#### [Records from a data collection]
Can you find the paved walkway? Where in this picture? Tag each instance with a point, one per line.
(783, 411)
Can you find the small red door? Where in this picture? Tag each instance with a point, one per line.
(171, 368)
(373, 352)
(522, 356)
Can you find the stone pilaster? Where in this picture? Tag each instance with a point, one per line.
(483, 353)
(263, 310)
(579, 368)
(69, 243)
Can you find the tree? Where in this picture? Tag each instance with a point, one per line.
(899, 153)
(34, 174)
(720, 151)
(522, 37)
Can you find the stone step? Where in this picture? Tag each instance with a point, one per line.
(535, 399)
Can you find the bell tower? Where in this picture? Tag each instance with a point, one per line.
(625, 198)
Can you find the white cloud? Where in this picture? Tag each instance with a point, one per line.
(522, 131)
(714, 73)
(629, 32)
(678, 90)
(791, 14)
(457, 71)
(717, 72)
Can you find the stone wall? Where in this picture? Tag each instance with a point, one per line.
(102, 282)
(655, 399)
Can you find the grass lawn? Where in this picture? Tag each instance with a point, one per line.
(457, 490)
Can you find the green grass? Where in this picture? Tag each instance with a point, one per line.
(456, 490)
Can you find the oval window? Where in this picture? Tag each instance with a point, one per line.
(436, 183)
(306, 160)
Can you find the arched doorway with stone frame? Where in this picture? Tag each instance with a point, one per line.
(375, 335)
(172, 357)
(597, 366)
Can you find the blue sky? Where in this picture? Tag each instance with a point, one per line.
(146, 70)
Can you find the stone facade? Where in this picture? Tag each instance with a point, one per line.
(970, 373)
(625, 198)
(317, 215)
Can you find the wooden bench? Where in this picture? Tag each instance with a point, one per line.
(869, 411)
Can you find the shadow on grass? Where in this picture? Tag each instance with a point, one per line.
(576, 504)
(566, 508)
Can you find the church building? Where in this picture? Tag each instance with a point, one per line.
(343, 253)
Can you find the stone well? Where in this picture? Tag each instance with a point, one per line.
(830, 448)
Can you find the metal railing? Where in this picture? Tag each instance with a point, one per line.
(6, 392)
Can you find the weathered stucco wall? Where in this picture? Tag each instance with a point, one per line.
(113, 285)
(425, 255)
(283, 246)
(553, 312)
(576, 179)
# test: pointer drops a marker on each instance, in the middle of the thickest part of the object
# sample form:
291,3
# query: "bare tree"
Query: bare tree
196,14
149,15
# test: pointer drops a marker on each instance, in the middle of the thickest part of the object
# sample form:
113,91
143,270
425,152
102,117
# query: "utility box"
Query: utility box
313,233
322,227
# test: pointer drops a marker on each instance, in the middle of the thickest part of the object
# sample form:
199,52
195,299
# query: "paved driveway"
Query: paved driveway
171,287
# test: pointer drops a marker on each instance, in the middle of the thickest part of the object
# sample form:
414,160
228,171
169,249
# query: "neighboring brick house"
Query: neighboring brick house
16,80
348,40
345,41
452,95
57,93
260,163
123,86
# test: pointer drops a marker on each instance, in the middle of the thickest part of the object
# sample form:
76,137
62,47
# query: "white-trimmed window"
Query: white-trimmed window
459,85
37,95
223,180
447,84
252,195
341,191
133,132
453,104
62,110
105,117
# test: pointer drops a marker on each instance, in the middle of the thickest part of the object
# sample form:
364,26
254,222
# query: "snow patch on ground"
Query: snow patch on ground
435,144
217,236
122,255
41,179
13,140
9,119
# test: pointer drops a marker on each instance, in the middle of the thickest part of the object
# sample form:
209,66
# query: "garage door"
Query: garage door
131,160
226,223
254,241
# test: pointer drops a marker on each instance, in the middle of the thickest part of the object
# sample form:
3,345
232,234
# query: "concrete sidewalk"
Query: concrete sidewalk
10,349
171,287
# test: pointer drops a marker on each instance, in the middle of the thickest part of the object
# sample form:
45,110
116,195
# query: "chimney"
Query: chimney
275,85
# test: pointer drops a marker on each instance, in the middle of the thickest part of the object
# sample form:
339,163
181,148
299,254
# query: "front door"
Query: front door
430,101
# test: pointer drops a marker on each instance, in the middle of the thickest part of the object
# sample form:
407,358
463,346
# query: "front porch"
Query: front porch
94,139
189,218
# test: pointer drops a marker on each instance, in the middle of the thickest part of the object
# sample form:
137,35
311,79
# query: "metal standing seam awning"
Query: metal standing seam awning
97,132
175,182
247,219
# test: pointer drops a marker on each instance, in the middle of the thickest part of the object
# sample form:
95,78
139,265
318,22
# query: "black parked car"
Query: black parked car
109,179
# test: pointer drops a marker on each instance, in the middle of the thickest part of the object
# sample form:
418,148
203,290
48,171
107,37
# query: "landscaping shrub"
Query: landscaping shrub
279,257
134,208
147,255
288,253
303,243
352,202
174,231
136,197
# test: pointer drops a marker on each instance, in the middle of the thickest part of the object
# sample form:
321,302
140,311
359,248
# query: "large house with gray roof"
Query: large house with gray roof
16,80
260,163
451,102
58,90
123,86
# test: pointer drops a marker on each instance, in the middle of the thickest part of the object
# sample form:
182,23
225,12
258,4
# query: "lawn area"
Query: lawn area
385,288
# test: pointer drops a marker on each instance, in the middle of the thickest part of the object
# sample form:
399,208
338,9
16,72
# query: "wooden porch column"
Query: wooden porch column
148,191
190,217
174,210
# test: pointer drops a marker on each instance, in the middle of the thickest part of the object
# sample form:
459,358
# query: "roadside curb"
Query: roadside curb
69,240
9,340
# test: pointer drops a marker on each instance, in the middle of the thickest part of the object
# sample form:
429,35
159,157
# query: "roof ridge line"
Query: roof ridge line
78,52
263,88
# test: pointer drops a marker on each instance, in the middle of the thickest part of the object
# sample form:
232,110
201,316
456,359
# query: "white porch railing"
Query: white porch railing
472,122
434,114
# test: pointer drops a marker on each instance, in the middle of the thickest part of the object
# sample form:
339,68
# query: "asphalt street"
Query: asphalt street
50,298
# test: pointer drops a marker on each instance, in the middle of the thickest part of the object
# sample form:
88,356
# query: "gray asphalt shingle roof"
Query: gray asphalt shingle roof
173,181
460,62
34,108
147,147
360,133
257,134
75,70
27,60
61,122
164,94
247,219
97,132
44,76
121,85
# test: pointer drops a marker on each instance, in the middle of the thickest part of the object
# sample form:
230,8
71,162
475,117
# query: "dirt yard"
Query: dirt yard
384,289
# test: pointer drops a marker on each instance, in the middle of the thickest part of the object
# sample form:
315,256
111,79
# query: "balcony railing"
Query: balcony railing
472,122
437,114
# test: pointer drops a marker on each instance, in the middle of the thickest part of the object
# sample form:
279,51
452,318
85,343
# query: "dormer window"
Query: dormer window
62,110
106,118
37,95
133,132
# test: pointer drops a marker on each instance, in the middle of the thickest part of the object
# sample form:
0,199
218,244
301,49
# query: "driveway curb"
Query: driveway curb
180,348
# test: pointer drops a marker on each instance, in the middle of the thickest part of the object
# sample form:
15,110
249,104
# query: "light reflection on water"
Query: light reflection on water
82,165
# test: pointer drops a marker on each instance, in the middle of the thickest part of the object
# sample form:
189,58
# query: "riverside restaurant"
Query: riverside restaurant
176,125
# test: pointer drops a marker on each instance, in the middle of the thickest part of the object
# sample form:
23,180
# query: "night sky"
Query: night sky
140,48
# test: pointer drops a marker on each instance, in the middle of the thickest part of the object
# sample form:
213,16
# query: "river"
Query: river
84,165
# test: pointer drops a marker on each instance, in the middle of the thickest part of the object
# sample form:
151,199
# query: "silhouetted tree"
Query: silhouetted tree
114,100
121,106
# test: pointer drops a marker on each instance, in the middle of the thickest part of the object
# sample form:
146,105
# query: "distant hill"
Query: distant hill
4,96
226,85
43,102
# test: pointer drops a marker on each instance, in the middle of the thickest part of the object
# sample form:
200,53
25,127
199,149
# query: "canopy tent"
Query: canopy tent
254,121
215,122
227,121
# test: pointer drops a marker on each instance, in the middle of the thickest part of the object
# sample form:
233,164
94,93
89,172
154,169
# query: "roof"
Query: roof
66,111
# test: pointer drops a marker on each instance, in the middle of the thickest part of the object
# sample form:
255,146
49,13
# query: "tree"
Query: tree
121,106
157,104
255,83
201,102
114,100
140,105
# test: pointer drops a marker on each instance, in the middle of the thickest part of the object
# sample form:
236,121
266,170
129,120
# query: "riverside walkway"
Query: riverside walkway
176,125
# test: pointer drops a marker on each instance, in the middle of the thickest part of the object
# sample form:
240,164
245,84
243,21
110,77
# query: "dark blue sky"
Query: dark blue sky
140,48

#### [Work instruction]
Copy, exactly as written, the lines above, beginning with the one that contains "Query: night sky" and ending with the last.

#### [Written solution]
Query: night sky
140,48
# test: pointer drops a marker on each instance, in the middle of the thickest part of the object
# sample form:
213,16
# query: "river"
Query: river
84,165
# test: pointer drops a marker on each instance, in the middle of the thickest part of the object
# sample form:
151,199
# query: "silhouetted tree"
Query: silhouetted tree
114,100
121,106
# test: pointer drops a marker on each instance, in the middle of the thickest part of the object
# sample form:
146,105
# query: "distant hill"
Query: distant hill
4,96
226,85
43,102
# test: pointer drops a marker on each instance, in the middle of the thickest part of the object
# sample form:
200,53
25,127
199,149
# query: "canopy tent"
Query: canopy tent
254,121
215,122
227,121
# test: pointer drops a marker on each instance, in the middle of the thickest part of the object
# sample form:
233,164
94,93
89,172
154,169
# query: "roof"
Query: roof
66,111
# test: pointer drops a marker on each instance, in the middle of the thickest part of the object
# sample form:
255,146
49,13
# query: "tree"
Query: tree
121,106
157,104
255,83
201,102
114,100
140,105
# test: pointer drops a marker on each instance, in the middle of the thickest part of the object
# sample form:
236,121
266,170
129,120
# query: "riverside walkway"
Query: riverside walkway
176,125
# test: pointer drops a marker on each instance, in the middle of the thickest part of the object
# sample form:
240,164
245,84
243,21
110,77
# query: "dark blue sky"
Query: dark blue sky
140,48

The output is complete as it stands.